* _What to do_
Please print out every line of the material, unchanged.

* _Input material_
•••••

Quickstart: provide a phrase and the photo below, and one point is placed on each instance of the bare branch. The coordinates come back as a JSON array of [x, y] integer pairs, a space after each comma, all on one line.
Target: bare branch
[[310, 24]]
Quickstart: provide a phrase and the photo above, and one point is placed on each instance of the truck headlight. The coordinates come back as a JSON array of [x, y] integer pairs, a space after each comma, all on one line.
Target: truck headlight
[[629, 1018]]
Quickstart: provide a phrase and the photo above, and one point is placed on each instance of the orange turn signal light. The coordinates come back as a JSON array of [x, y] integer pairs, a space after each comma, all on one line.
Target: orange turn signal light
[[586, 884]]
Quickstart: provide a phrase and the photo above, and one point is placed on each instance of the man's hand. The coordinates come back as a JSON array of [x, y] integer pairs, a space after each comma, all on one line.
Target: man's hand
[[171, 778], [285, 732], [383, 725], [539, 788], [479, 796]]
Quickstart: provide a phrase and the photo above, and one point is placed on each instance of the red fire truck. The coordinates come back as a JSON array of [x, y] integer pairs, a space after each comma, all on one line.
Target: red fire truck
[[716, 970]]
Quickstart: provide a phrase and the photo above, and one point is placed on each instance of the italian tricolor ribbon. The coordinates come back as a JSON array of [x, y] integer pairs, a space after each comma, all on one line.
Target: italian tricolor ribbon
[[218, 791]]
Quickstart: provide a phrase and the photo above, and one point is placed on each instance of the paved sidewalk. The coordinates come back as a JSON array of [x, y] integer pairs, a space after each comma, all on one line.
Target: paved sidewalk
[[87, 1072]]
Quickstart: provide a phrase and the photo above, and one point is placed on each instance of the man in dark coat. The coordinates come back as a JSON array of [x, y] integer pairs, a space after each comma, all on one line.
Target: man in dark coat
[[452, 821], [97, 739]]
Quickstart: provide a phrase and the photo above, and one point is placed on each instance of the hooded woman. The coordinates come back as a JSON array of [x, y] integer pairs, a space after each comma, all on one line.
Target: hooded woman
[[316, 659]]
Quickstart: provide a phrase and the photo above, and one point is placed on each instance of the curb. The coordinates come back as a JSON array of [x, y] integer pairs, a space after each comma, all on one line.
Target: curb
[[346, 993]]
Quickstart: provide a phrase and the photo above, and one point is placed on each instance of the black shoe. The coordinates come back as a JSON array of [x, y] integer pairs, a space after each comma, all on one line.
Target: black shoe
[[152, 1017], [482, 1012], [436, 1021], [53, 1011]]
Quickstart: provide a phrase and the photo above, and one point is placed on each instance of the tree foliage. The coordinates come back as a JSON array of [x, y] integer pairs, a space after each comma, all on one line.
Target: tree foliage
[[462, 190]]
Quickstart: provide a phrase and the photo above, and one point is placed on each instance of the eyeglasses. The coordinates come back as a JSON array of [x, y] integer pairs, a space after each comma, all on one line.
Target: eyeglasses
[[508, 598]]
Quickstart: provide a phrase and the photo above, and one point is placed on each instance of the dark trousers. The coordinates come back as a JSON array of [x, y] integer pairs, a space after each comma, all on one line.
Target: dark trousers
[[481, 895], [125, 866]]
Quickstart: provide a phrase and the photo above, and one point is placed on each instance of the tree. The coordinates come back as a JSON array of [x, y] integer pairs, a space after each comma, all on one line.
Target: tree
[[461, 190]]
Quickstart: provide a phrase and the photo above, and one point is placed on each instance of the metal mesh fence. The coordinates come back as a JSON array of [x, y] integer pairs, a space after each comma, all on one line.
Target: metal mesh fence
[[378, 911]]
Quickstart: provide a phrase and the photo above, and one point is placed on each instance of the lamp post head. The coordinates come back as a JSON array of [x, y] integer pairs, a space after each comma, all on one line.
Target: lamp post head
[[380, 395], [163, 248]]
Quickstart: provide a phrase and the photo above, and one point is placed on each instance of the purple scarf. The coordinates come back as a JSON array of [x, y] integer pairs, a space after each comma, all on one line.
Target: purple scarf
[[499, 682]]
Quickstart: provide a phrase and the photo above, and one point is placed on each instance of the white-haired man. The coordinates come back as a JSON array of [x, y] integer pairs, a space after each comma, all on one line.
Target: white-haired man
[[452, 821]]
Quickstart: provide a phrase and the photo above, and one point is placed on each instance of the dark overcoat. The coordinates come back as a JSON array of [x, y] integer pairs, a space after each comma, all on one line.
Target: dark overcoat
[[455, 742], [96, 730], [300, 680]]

•••••

* _Response below_
Quickstart: provide a phrase and the photo below, and one point is placed on each instance of the bare branch. The coordinates come back as a JSON array of [x, y] integer pairs, a space after each comma, all on one line.
Target: bare branch
[[310, 24]]
Quickstart: provide a phrase and the photo above, and one point is placed on each instance of the truck headlight. The coordinates come back as a JSON array of [x, y] integer pairs, a space after each comma, all on one line.
Target: truck headlight
[[629, 1018]]
Quickstart: provide a phrase and the photo above, and one point is placed on each instance of the orange turn signal light. The coordinates come back as a JSON array of [x, y] integer pairs, a space after each comma, all on one line.
Target: orange turn signal light
[[586, 884]]
Quickstart: provide a phrase and the photo above, and one point is placed on each instance of the man's hand. The coordinates come back as a JSON array of [x, y] integer pairs, a space after each comma, all on one line.
Target: man's hand
[[171, 778], [285, 732], [383, 725], [539, 788], [479, 796]]
Quickstart: provide a phrase and the photo above, and one point is placed on each instance of the red fire truck. The coordinates come back as a JSON array of [x, y] integer pairs, a space after each comma, all on one line.
Target: red fire truck
[[716, 970]]
Quickstart: provide a phrase and the photo above, and one point is placed on each instance of the italian tricolor ribbon. The coordinates come back as a JSON array of [x, y] integer pairs, a space after each comma, all on one line.
Target: italian tricolor ribbon
[[218, 791]]
Quickstart: provide a phrase and the photo above, and one point is placed on each instance of the paved sidewalk. The coordinates come back as a JSON array of [x, y] integer pairs, a space after each comma, all on one line.
Target: paved sidewalk
[[87, 1072]]
Quickstart: provide a phrase and the photo above, and one point is placed on each instance of the man in dark coat. The coordinates come back as a JSON array of [x, y] integer pairs, a space after each comma, all on one line.
Target: man in dark coat
[[452, 821], [97, 739]]
Quickstart: provide a phrase and the photo above, and one point is placed on each instance of the hooded woman. The coordinates come back as a JSON array of [x, y] integer pairs, a space after each comma, all on one line.
Target: hooded woman
[[316, 659]]
Quickstart: provide a phrase and the photo above, and one point is placed on each instance of the curb. The coordinates come back as a JSON array of [x, y] integer pairs, a space after each comma, all on one line.
Target: curb
[[346, 993]]
Quickstart: provide a phrase and the photo above, and one point is placed on each instance of the black shoe. The coordinates come back as a JSON array of [x, y] integer pairs, a space after each comma, all on one line.
Target: black shoe
[[152, 1017], [482, 1012], [436, 1021], [53, 1011]]
Quickstart: provide a phrase and the photo above, and one point is placed on each instance of the tree foliage. The coordinates come back as a JSON array of [x, y] integer pairs, a space after each comma, all on one line.
Target: tree foliage
[[462, 190]]
Quickstart: provide a phrase and the photo above, and one point is placed on each instance of the eyeglasses. The coordinates come back as a JSON array of [x, y] integer pairs, a space after each comma, all on one line.
Target: eyeglasses
[[508, 598]]
Quickstart: provide a phrase and the photo above, and one point is placed on each instance of the dark trousers. The coordinates come back as a JSON array of [x, y] integer pairs, a space after each comma, all on one line.
Target: dark trousers
[[481, 895], [125, 866]]
Quickstart: provide a phrase and the photo above, and one point is placed on each instance of the tree. The coordinates come back as a JSON array of [x, y] integer pairs, a space after each comma, all on one line.
Target: tree
[[461, 190]]
Quickstart: provide a phrase and the photo above, and one point is placed on each instance of the metal mesh fence. The coordinates come back as a JSON array of [x, y] integer pairs, a space after each comma, all on one line.
Target: metal mesh fence
[[378, 911]]
Quickstart: provide a phrase and the photo above, and one point is placed on each instance of the lamp post head. The coordinates come back as a JSON array of [x, y] integer pairs, a space after each comma, all on one line.
Target: lamp post head
[[380, 395], [163, 248]]
Quickstart: provide a phrase and the photo above, and one point is placed on each instance of the purple scarf. The coordinates come back as a JSON array of [x, y] integer pairs, a space after each comma, all on one line.
Target: purple scarf
[[499, 682]]
Quickstart: provide a phrase and the photo above, and one point is placed on each instance of the white-haired man. The coordinates come back as a JSON array of [x, y] integer pairs, a space after each comma, all on one line.
Target: white-haired man
[[452, 821]]
Quickstart: provide a phrase and the photo above, and one point is placed on each instance of the dark overcoat. The coordinates come back as a JSON array of [x, y] integer pairs, a space after each comma, all on one line.
Target: dark overcoat
[[455, 742], [96, 730], [300, 680]]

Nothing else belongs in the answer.